[TASK BRIEF]: Set down each line of the listing below verbatim, leaving out the pictures.

(Stored items)
□ □ □ □ □

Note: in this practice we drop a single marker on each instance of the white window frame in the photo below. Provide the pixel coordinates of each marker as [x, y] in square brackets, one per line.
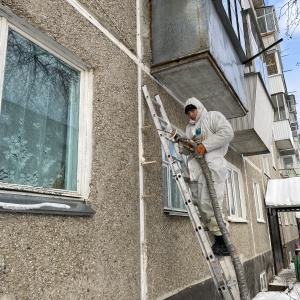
[85, 106]
[291, 217]
[280, 215]
[168, 207]
[266, 166]
[273, 158]
[236, 217]
[258, 201]
[286, 219]
[264, 16]
[263, 281]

□ □ □ □ □

[WRITTEN RESPONSE]:
Note: in this practice we drop a single marker on each instance of the white window frame in the photo below. Provide the pixel coordinates of each marker as [x, y] in square brackets, one per line.
[85, 106]
[291, 217]
[280, 215]
[168, 207]
[266, 166]
[273, 158]
[236, 217]
[258, 201]
[286, 219]
[264, 16]
[263, 281]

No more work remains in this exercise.